#### Source document
Whether it was a magazine editor’s office in Manhattan or the head pro’s cubby at a club she was playing, she would stride in with her hand extended and the kind of inviting smile that drew everyone close.

Her charisma eventually caught the eye of Lawrence Icely, the president of Wilson Sporting Goods. Wilson had started its signature line of clubs with Walter Hagen, the dapper pro with an incredible winning record but a questionable personal reputation. The company had gone more clean-cut in recent years by signing Gene Sarazen. But they were still playing catch-up to A.G. Spalding and Bros. that had signed the 800-pound gorilla of the game with its Robert T. Jones, Jr. signature line. Throw in the fact that Jones had just built a new golf course in Augusta, Ga., and was about to host his first “Augusta National Invitational Tournament,” and Icely knew it was time for a radical move.

Signing a woman would make the perfect splash.

Vare had no interest, and Hollins was busy with her new club on the Monterey Peninsula, Cypress Point. That put Helen at the top of the list.

Like almost everyone who met her, Icely instantly loved Helen. The deal was done quickly. Wilson Sporting Goods added the Helen Hicks signature line of clubs to its product list. And just like that, America had its first female professional golfer.

Helen and Sarazen barnstormed the world, playing exhibition matches from Saratoga to New Zealand.

“I don’t believe we were defeated more than three times in our 62 matches, so you can judge for yourself the brand of golf that Helen was playing,” Sarazen wrote in his autobiography, Thirty Years of Championship Golf. “Her naturalness and affability captivated the galleries wherever we went and made our exhibition tour just about the most continually pleasant one I have ever undertaken.”

Babe Didrikson Zaharias joined Helen and Sarazen on their tour at one point, although she was relatively new to the game and considered a “wallflower” at the time.

In addition to her clinics and exhibitions, Helen won two more titles that were considered major championships: the 1937 Women’s Western Open and the 1940 Titleholders Championship.
########
> **About this task**
Reproduce the passage on Helen Hicks beginning at the words "Signing a woman" and stopping after "to New Zealand.", swapping "barnstormed" for "toured".
#### Study material
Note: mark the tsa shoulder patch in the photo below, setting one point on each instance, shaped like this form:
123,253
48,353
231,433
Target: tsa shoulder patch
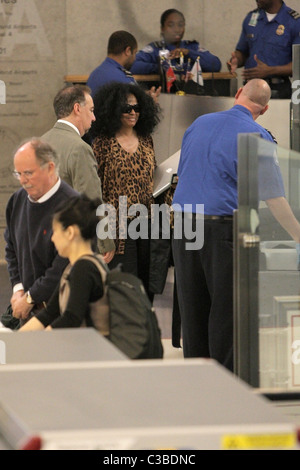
294,14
########
> **Task answer**
Signing a woman would make the perfect splash.

Vare had no interest, and Hollins was busy with her new club on the Monterey Peninsula, Cypress Point. That put Helen at the top of the list.

Like almost everyone who met her, Icely instantly loved Helen. The deal was done quickly. Wilson Sporting Goods added the Helen Hicks signature line of clubs to its product list. And just like that, America had its first female professional golfer.

Helen and Sarazen toured the world, playing exhibition matches from Saratoga to New Zealand.